→ DATA FOR THIS EXERCISE
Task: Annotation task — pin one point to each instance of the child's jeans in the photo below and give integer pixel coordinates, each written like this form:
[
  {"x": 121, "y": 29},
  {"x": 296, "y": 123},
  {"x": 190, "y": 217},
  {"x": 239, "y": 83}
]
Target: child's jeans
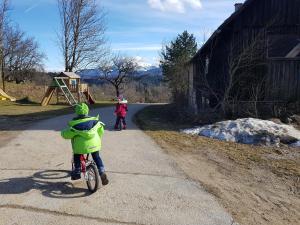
[
  {"x": 120, "y": 119},
  {"x": 97, "y": 159}
]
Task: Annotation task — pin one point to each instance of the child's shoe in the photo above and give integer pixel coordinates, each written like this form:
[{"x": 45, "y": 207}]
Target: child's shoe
[
  {"x": 75, "y": 176},
  {"x": 104, "y": 179}
]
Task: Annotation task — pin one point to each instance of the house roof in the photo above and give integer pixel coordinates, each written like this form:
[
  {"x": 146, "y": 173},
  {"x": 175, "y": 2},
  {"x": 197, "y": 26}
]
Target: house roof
[
  {"x": 233, "y": 16},
  {"x": 70, "y": 75}
]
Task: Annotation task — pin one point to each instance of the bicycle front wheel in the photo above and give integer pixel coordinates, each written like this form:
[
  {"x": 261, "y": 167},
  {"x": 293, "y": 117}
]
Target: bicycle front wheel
[{"x": 92, "y": 178}]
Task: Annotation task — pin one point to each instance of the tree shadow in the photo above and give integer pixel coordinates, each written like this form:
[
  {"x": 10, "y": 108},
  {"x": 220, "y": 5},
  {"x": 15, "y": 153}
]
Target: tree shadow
[{"x": 47, "y": 182}]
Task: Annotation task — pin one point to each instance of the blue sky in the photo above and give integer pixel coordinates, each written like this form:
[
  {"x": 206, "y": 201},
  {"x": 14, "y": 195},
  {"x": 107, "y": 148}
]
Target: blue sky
[{"x": 136, "y": 28}]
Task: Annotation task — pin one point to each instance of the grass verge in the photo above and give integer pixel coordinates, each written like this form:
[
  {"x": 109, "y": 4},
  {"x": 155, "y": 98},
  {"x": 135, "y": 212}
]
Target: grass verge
[
  {"x": 16, "y": 116},
  {"x": 256, "y": 184}
]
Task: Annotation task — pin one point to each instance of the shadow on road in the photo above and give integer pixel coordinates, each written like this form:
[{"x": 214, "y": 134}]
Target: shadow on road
[{"x": 48, "y": 182}]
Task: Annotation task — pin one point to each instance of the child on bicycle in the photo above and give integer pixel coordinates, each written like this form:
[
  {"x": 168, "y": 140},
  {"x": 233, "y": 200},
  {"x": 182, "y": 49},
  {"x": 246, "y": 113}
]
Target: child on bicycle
[
  {"x": 85, "y": 133},
  {"x": 120, "y": 112}
]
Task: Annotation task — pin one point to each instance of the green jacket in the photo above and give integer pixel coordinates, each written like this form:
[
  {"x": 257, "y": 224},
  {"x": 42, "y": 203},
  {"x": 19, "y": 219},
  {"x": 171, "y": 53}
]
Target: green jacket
[{"x": 85, "y": 134}]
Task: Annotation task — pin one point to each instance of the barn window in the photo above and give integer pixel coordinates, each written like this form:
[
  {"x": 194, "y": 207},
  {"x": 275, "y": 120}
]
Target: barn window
[
  {"x": 284, "y": 46},
  {"x": 206, "y": 65}
]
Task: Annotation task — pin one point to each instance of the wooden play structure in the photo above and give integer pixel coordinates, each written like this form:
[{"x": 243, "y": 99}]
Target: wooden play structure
[
  {"x": 4, "y": 96},
  {"x": 69, "y": 87}
]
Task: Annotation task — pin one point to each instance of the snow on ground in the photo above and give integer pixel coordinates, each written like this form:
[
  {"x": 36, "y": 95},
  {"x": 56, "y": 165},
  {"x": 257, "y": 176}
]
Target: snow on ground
[{"x": 249, "y": 131}]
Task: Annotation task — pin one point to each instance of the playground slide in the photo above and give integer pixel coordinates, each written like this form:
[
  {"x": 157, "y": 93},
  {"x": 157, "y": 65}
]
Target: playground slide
[
  {"x": 48, "y": 96},
  {"x": 5, "y": 96},
  {"x": 89, "y": 98}
]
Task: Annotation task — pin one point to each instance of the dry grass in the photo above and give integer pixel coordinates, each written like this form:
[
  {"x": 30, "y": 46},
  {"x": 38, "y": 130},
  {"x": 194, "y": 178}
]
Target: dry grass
[
  {"x": 15, "y": 116},
  {"x": 257, "y": 185}
]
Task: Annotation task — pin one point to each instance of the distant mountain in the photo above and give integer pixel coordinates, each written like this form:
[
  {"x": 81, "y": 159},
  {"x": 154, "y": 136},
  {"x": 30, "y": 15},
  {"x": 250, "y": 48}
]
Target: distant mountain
[{"x": 142, "y": 71}]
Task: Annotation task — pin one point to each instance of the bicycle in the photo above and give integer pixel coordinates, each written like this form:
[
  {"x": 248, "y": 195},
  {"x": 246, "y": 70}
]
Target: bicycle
[{"x": 90, "y": 172}]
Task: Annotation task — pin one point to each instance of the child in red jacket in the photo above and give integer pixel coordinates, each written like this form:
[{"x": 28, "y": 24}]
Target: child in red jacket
[{"x": 121, "y": 110}]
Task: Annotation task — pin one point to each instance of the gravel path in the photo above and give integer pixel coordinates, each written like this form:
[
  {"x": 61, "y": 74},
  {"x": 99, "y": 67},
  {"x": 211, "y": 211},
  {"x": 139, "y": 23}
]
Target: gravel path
[{"x": 146, "y": 186}]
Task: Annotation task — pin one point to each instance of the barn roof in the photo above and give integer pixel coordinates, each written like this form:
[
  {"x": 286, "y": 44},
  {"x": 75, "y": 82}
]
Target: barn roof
[
  {"x": 233, "y": 16},
  {"x": 71, "y": 75}
]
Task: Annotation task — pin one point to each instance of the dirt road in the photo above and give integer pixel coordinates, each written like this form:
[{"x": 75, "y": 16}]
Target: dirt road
[{"x": 146, "y": 186}]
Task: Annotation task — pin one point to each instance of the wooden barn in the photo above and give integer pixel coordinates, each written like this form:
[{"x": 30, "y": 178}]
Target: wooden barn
[{"x": 254, "y": 56}]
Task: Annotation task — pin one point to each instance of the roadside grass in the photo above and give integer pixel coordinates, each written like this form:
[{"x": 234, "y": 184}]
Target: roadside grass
[
  {"x": 257, "y": 184},
  {"x": 17, "y": 116},
  {"x": 158, "y": 122}
]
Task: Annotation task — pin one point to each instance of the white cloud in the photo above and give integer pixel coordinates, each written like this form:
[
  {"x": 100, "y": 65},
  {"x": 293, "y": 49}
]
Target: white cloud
[
  {"x": 142, "y": 62},
  {"x": 178, "y": 6},
  {"x": 135, "y": 47}
]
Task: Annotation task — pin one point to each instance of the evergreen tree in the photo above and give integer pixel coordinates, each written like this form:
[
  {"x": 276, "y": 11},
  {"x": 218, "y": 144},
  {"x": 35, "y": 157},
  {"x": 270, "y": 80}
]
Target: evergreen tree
[{"x": 174, "y": 58}]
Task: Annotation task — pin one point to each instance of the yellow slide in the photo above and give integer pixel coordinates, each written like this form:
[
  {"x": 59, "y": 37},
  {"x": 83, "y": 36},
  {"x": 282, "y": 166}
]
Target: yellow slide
[{"x": 4, "y": 96}]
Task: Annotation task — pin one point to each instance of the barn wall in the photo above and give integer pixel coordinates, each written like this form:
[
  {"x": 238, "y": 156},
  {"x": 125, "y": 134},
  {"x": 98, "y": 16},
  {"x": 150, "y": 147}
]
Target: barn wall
[
  {"x": 267, "y": 17},
  {"x": 283, "y": 80}
]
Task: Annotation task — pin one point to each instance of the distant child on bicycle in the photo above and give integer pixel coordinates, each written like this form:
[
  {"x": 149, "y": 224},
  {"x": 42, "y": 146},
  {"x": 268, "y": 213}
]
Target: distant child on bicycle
[
  {"x": 120, "y": 112},
  {"x": 85, "y": 133}
]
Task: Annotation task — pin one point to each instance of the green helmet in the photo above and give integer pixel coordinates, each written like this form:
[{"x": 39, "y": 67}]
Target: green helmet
[{"x": 82, "y": 109}]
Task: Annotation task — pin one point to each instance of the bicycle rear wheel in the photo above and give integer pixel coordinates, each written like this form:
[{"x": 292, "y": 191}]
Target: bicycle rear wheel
[{"x": 92, "y": 178}]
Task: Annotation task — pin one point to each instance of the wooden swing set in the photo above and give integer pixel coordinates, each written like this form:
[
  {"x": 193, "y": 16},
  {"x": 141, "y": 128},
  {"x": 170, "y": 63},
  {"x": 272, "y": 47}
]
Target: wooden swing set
[{"x": 67, "y": 85}]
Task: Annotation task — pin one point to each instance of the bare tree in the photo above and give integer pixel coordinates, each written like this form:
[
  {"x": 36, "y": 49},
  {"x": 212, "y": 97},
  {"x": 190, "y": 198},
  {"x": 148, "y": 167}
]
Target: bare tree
[
  {"x": 118, "y": 71},
  {"x": 244, "y": 81},
  {"x": 82, "y": 33},
  {"x": 21, "y": 55},
  {"x": 3, "y": 12}
]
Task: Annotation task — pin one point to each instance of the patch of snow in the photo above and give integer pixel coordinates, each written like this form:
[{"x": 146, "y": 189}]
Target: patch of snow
[
  {"x": 248, "y": 131},
  {"x": 296, "y": 144}
]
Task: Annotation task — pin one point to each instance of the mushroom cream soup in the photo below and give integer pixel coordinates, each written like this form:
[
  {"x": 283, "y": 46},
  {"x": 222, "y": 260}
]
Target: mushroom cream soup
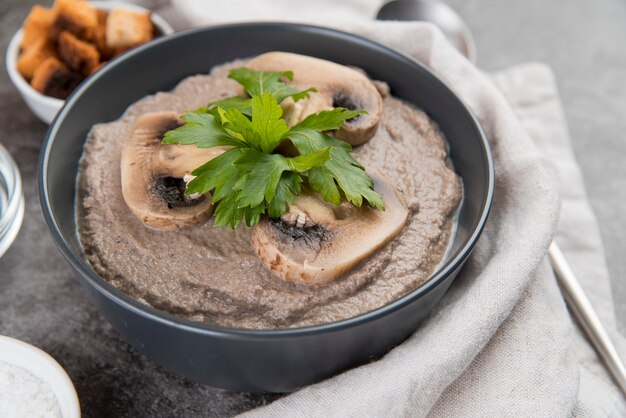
[{"x": 318, "y": 263}]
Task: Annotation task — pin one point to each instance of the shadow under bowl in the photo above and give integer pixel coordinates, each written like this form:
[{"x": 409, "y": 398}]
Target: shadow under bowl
[{"x": 258, "y": 360}]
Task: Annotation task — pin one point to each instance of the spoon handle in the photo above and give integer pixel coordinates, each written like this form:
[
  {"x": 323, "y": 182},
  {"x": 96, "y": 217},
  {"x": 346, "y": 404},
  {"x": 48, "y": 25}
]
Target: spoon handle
[{"x": 585, "y": 314}]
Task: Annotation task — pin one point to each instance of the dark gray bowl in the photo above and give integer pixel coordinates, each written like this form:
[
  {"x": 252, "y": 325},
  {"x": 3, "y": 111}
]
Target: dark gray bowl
[{"x": 249, "y": 360}]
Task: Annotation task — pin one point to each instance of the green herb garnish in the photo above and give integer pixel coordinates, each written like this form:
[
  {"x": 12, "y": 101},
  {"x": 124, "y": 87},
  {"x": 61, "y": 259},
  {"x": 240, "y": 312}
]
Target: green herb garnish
[{"x": 251, "y": 179}]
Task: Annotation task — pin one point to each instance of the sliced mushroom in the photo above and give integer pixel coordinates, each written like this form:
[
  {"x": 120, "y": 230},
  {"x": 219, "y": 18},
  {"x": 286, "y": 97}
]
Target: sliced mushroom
[
  {"x": 154, "y": 175},
  {"x": 316, "y": 242},
  {"x": 337, "y": 85}
]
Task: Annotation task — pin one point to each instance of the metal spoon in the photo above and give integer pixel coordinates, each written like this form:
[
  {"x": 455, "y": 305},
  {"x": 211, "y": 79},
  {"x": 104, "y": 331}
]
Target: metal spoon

→ PROBLEM DESCRIPTION
Now copy each line of the entries that mentions "below".

→ SOLUTION
Task: Annotation task — pin one point to each instance of the child's jeans in the photo below and give integer pixel coordinates, each written like this form:
Task: Annotation task — pin one point to each instance of the mushroom cream soup in the photo below and give integer pixel coordinates, each written like this form:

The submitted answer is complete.